* Description of the task
Repeat exactly, and only, the lines from the one containing "target: red and blue striped tie" through the end of the records.

##### Record list

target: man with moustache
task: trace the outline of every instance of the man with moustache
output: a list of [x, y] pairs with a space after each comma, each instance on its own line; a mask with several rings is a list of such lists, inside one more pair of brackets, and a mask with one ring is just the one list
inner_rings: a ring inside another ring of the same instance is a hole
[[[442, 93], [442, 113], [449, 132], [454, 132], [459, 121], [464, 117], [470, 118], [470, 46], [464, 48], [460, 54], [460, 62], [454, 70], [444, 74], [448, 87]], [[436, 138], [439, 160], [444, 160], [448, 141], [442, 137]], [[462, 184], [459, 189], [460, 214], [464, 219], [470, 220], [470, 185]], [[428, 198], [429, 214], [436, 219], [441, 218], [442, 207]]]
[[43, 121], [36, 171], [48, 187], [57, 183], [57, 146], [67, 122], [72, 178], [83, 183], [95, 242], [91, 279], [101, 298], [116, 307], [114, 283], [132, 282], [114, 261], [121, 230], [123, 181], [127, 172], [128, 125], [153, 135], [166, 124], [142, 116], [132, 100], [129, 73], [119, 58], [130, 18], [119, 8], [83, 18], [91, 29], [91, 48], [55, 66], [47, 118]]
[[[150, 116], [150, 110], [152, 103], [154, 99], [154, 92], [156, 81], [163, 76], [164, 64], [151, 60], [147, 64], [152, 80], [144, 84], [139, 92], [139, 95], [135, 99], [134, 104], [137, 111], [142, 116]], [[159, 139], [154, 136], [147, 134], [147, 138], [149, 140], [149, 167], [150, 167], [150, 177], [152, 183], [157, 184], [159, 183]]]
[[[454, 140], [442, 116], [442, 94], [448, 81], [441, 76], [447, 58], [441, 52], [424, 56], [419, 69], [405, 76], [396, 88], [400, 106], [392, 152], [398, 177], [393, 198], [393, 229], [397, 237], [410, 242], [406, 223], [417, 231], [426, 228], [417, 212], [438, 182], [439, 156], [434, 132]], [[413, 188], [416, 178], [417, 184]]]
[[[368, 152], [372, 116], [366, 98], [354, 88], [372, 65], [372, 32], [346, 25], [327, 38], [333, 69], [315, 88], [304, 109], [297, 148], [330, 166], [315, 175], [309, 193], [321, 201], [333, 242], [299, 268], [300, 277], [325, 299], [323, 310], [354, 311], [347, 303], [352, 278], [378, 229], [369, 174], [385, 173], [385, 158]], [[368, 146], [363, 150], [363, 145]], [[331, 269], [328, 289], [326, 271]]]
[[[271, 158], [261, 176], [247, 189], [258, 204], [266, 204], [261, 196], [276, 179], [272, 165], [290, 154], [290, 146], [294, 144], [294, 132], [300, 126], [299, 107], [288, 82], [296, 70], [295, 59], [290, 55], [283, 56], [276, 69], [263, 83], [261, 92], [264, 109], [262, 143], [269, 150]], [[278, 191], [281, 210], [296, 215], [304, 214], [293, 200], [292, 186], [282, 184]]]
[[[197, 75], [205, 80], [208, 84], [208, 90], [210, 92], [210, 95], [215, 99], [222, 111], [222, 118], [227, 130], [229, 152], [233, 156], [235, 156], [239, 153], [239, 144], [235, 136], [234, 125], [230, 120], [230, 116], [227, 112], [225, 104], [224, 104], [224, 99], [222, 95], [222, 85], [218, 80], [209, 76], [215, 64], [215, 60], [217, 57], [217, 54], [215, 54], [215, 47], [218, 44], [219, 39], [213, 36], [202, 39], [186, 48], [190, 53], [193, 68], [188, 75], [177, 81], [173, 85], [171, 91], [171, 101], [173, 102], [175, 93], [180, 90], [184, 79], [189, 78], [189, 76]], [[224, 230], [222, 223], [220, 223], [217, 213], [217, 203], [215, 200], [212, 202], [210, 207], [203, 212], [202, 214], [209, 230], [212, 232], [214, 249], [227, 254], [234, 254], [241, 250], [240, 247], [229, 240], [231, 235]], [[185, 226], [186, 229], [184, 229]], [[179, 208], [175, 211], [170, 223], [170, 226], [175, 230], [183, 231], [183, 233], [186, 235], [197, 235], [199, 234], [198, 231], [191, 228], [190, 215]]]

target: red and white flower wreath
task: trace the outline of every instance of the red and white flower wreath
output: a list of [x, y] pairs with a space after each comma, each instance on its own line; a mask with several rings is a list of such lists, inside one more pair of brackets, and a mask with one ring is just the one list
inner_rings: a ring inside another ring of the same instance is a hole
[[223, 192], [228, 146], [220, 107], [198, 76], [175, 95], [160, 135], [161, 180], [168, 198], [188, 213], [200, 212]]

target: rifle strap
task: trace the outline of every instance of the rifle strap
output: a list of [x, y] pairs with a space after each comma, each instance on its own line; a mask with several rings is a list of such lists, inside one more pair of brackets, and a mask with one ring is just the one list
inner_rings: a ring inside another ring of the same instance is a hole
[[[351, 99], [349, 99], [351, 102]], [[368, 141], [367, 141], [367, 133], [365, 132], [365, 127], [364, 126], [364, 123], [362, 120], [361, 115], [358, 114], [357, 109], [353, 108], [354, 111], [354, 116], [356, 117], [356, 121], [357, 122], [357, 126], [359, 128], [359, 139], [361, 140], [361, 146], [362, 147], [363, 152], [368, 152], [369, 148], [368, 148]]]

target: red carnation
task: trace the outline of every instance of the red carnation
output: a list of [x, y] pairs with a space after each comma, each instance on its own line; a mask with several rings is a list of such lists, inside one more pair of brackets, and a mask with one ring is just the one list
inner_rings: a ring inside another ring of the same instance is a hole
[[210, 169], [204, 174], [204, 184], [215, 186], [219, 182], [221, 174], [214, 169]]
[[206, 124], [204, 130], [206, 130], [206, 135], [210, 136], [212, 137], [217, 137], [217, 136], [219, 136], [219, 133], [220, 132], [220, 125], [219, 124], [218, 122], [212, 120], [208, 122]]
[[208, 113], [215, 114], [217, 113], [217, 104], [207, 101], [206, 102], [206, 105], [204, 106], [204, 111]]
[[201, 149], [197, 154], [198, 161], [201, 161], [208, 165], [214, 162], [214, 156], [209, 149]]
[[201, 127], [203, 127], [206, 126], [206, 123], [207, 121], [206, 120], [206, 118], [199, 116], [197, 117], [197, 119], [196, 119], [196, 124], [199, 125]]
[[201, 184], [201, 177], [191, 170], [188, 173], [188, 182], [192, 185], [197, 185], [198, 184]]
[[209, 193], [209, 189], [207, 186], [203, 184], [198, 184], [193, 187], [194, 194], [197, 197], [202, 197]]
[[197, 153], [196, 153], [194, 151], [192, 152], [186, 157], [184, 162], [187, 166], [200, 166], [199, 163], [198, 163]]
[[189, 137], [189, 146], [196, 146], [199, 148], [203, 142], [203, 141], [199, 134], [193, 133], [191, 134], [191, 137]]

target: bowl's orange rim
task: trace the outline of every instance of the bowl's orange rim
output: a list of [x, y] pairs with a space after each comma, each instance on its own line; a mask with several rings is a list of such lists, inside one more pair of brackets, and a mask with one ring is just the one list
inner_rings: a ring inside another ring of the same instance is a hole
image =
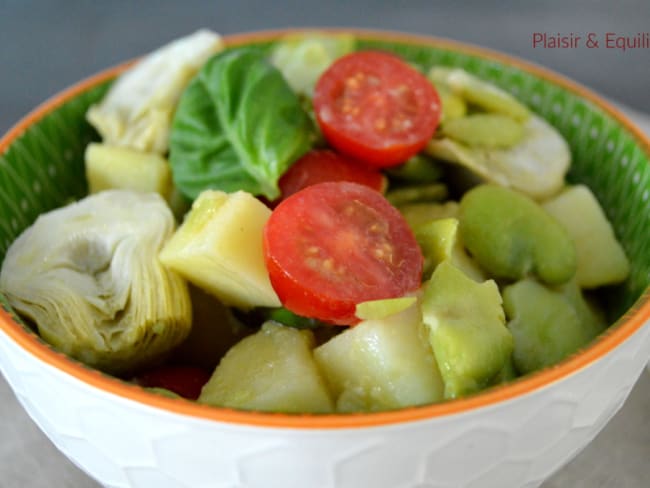
[[[259, 31], [227, 36], [224, 38], [224, 41], [227, 45], [261, 42], [288, 32], [304, 30], [348, 32], [356, 34], [360, 38], [380, 38], [382, 40], [401, 43], [413, 43], [442, 49], [451, 49], [469, 55], [494, 59], [500, 63], [515, 66], [548, 82], [561, 86], [562, 88], [591, 101], [605, 112], [608, 112], [636, 137], [639, 145], [644, 148], [645, 153], [650, 157], [650, 139], [648, 139], [648, 137], [643, 134], [621, 111], [614, 108], [591, 90], [551, 70], [535, 65], [534, 63], [521, 60], [511, 55], [492, 51], [487, 48], [431, 36], [357, 28], [314, 28]], [[132, 62], [133, 61], [128, 61], [102, 71], [45, 101], [18, 122], [2, 139], [0, 139], [0, 155], [7, 150], [14, 140], [20, 137], [25, 129], [43, 118], [47, 113], [74, 98], [79, 93], [114, 78], [125, 70]], [[481, 407], [494, 406], [500, 402], [512, 400], [516, 397], [540, 390], [564, 377], [578, 372], [592, 362], [612, 352], [621, 343], [640, 330], [648, 321], [650, 321], [650, 288], [646, 288], [645, 292], [639, 300], [637, 300], [636, 304], [592, 345], [553, 367], [520, 378], [510, 384], [499, 386], [464, 399], [388, 412], [346, 415], [288, 415], [217, 408], [149, 393], [138, 386], [131, 385], [100, 373], [97, 370], [93, 370], [68, 358], [62, 353], [55, 351], [52, 347], [37, 337], [36, 334], [27, 331], [21, 324], [16, 322], [9, 313], [0, 307], [0, 329], [3, 330], [16, 344], [49, 366], [57, 368], [90, 386], [98, 388], [99, 390], [119, 395], [125, 399], [150, 407], [155, 407], [169, 413], [182, 414], [200, 419], [257, 427], [321, 430], [392, 425], [461, 414]]]

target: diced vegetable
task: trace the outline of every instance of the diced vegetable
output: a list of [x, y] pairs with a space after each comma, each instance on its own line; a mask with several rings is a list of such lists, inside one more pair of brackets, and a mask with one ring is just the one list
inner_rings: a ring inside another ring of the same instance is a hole
[[427, 224], [432, 220], [449, 217], [457, 218], [460, 213], [460, 205], [453, 200], [447, 200], [444, 203], [409, 203], [399, 205], [398, 208], [414, 231], [418, 226]]
[[428, 185], [405, 186], [390, 190], [386, 199], [396, 207], [419, 202], [437, 202], [447, 198], [449, 192], [443, 183]]
[[315, 350], [340, 412], [442, 400], [443, 385], [419, 306], [365, 320]]
[[442, 164], [426, 154], [419, 153], [404, 164], [393, 166], [386, 174], [394, 181], [404, 184], [426, 185], [435, 183], [443, 175]]
[[431, 220], [415, 229], [415, 238], [424, 256], [424, 276], [429, 277], [441, 262], [449, 260], [474, 281], [486, 277], [476, 262], [467, 255], [458, 231], [458, 219]]
[[627, 278], [630, 263], [591, 190], [576, 185], [544, 203], [576, 245], [578, 285], [596, 288]]
[[313, 345], [311, 331], [267, 322], [228, 351], [198, 401], [269, 412], [331, 412]]
[[352, 52], [355, 44], [350, 34], [290, 34], [274, 46], [271, 62], [296, 93], [311, 97], [318, 78], [334, 60]]
[[523, 126], [512, 117], [476, 113], [442, 124], [441, 133], [469, 147], [512, 147], [524, 136]]
[[271, 211], [250, 194], [207, 190], [160, 253], [163, 264], [224, 304], [277, 307], [264, 265], [262, 231]]
[[357, 304], [355, 315], [361, 320], [381, 320], [412, 307], [417, 301], [414, 296], [370, 300]]
[[171, 198], [171, 170], [159, 154], [91, 143], [86, 148], [85, 159], [90, 193], [122, 189], [159, 193], [168, 201]]
[[508, 92], [461, 68], [434, 66], [429, 70], [428, 77], [436, 86], [447, 87], [486, 112], [508, 115], [521, 121], [530, 116], [528, 108]]
[[561, 361], [602, 331], [603, 322], [587, 308], [580, 290], [570, 291], [567, 296], [531, 279], [504, 289], [508, 328], [515, 341], [513, 359], [521, 374]]
[[512, 335], [494, 281], [476, 283], [443, 261], [425, 284], [422, 315], [445, 398], [485, 388], [510, 359]]
[[549, 284], [573, 277], [576, 251], [560, 223], [525, 195], [482, 185], [463, 195], [460, 231], [479, 265], [497, 278], [530, 274]]

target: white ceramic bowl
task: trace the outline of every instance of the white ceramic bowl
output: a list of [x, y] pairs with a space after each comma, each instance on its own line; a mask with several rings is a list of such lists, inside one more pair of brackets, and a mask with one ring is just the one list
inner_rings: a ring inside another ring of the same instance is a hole
[[[229, 42], [263, 41], [273, 35], [240, 36]], [[610, 217], [624, 243], [639, 215], [650, 215], [650, 143], [618, 111], [584, 88], [474, 47], [396, 34], [361, 35], [435, 50], [448, 62], [458, 62], [504, 86], [511, 82], [534, 109], [551, 119], [554, 114], [560, 126], [565, 123], [576, 129], [569, 139], [578, 153], [589, 149], [594, 130], [607, 137], [616, 134], [616, 139], [603, 142], [603, 174], [591, 175], [591, 167], [585, 166], [583, 175], [599, 197], [610, 202]], [[71, 127], [83, 124], [83, 110], [75, 100], [122, 69], [82, 82], [21, 121], [0, 141], [0, 155], [7, 156], [0, 160], [0, 169], [2, 164], [17, 164], [8, 156], [17, 146], [27, 151], [34, 147], [29, 142], [34, 138], [31, 128], [48, 114], [65, 110], [66, 117], [77, 114]], [[530, 85], [526, 80], [532, 80]], [[558, 105], [560, 100], [582, 105]], [[619, 142], [622, 149], [617, 153]], [[82, 151], [83, 145], [76, 150]], [[71, 155], [69, 148], [53, 151], [62, 161], [80, 157]], [[74, 183], [57, 180], [60, 167], [48, 166], [44, 177], [52, 185], [69, 184], [74, 193]], [[621, 172], [625, 174], [620, 176]], [[31, 185], [33, 193], [41, 193], [38, 180], [18, 170], [12, 174], [17, 175], [14, 183]], [[617, 185], [621, 188], [613, 189]], [[622, 215], [623, 207], [616, 207], [617, 198], [623, 201], [619, 193], [633, 199], [630, 208], [637, 212], [633, 216]], [[0, 206], [8, 208], [8, 200], [0, 198]], [[641, 205], [645, 207], [640, 209]], [[5, 222], [17, 233], [35, 213], [13, 217], [9, 213]], [[596, 436], [648, 363], [647, 224], [648, 220], [637, 225], [634, 239], [630, 238], [634, 242], [626, 244], [634, 269], [642, 271], [617, 292], [624, 297], [620, 303], [627, 303], [622, 318], [588, 348], [557, 366], [462, 400], [394, 412], [327, 416], [206, 407], [149, 394], [69, 360], [19, 323], [11, 310], [5, 310], [6, 304], [0, 308], [0, 368], [52, 442], [109, 487], [537, 487]]]

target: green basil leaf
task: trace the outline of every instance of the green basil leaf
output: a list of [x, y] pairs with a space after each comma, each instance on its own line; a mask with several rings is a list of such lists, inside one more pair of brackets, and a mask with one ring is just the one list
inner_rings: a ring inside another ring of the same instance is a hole
[[314, 126], [263, 51], [211, 58], [179, 101], [170, 137], [174, 183], [194, 199], [211, 188], [275, 199], [278, 179], [307, 152]]

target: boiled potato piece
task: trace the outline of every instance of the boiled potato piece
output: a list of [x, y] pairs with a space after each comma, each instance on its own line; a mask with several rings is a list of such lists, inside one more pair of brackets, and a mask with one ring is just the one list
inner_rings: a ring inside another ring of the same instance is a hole
[[422, 316], [445, 398], [475, 393], [506, 366], [513, 349], [501, 295], [492, 280], [476, 283], [449, 261], [425, 284]]
[[562, 225], [525, 195], [481, 185], [463, 195], [460, 232], [474, 259], [496, 278], [538, 276], [561, 284], [576, 271], [576, 250]]
[[160, 260], [225, 305], [279, 307], [262, 249], [270, 215], [249, 193], [206, 190], [162, 249]]
[[575, 282], [553, 290], [525, 279], [507, 286], [503, 301], [515, 341], [514, 364], [521, 374], [556, 364], [605, 327]]
[[331, 412], [313, 346], [311, 331], [266, 322], [228, 351], [197, 401], [265, 412]]
[[442, 379], [418, 304], [365, 320], [314, 352], [340, 412], [379, 411], [442, 399]]
[[583, 288], [620, 283], [630, 263], [605, 212], [589, 188], [572, 186], [544, 203], [569, 233], [577, 250], [576, 279]]
[[91, 143], [86, 148], [85, 159], [90, 193], [117, 188], [155, 192], [166, 200], [171, 197], [171, 169], [159, 154]]

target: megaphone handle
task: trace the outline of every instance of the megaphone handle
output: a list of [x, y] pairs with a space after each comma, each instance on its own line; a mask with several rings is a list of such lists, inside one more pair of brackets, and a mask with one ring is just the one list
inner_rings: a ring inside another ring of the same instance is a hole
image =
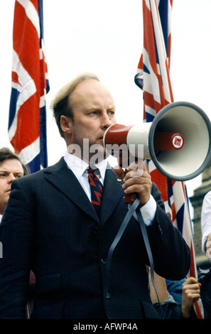
[[132, 193], [131, 194], [125, 194], [124, 203], [126, 204], [133, 203], [134, 202], [135, 202], [136, 198], [137, 198], [136, 193]]
[[[128, 172], [127, 169], [125, 170], [124, 173], [126, 174]], [[131, 194], [125, 194], [124, 195], [124, 203], [126, 204], [133, 203], [135, 202], [136, 199], [137, 198], [137, 193], [131, 193]]]

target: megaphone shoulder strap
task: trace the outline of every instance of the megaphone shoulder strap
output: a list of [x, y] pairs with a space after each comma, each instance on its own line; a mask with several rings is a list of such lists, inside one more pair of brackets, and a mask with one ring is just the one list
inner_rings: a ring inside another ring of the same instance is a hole
[[121, 238], [121, 237], [123, 235], [123, 233], [124, 232], [125, 229], [126, 229], [131, 217], [132, 217], [134, 212], [136, 211], [136, 215], [137, 215], [137, 217], [138, 217], [138, 221], [139, 221], [139, 226], [140, 226], [140, 228], [141, 228], [141, 232], [142, 232], [142, 235], [143, 235], [143, 238], [144, 238], [145, 247], [146, 247], [146, 249], [148, 260], [149, 260], [149, 264], [150, 264], [150, 267], [151, 267], [151, 281], [152, 281], [152, 284], [153, 284], [153, 287], [155, 289], [155, 291], [156, 291], [156, 295], [157, 295], [157, 298], [158, 298], [158, 303], [159, 303], [160, 307], [161, 307], [161, 303], [159, 302], [158, 294], [156, 287], [156, 285], [155, 285], [155, 282], [154, 282], [154, 274], [153, 274], [153, 273], [154, 273], [154, 265], [153, 265], [153, 259], [152, 252], [151, 252], [150, 243], [149, 243], [149, 240], [148, 240], [148, 235], [147, 235], [146, 225], [144, 222], [142, 215], [141, 215], [140, 209], [139, 208], [139, 200], [138, 198], [136, 198], [136, 200], [134, 200], [134, 202], [133, 203], [133, 204], [130, 207], [127, 214], [126, 215], [126, 216], [125, 216], [125, 217], [124, 217], [124, 220], [123, 220], [123, 222], [122, 222], [122, 223], [121, 223], [121, 226], [119, 229], [119, 231], [118, 231], [118, 232], [117, 232], [117, 234], [115, 237], [115, 239], [113, 241], [113, 242], [112, 242], [112, 245], [111, 245], [111, 247], [109, 249], [108, 256], [107, 256], [107, 267], [106, 267], [106, 278], [105, 278], [105, 286], [104, 286], [104, 297], [105, 297], [104, 300], [106, 298], [106, 296], [107, 296], [107, 294], [108, 293], [108, 291], [109, 291], [110, 268], [111, 268], [111, 265], [112, 265], [112, 256], [113, 256], [114, 251], [118, 242], [119, 242], [120, 239]]

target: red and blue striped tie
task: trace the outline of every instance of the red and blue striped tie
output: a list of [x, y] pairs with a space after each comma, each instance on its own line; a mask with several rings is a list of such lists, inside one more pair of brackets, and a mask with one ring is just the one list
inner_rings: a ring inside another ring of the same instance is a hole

##########

* Reply to the task
target: red and blue striped tie
task: trace the outline of every instance of the red and blue striped tie
output: a list of [x, y] pairs with a space after each comma, each instance on its own line; a mask with several rings is a list of such lists, inside one more pair of brackets, and a mask with one ring is just the one list
inner_rings: a ring inside another ring of the same instance is a hole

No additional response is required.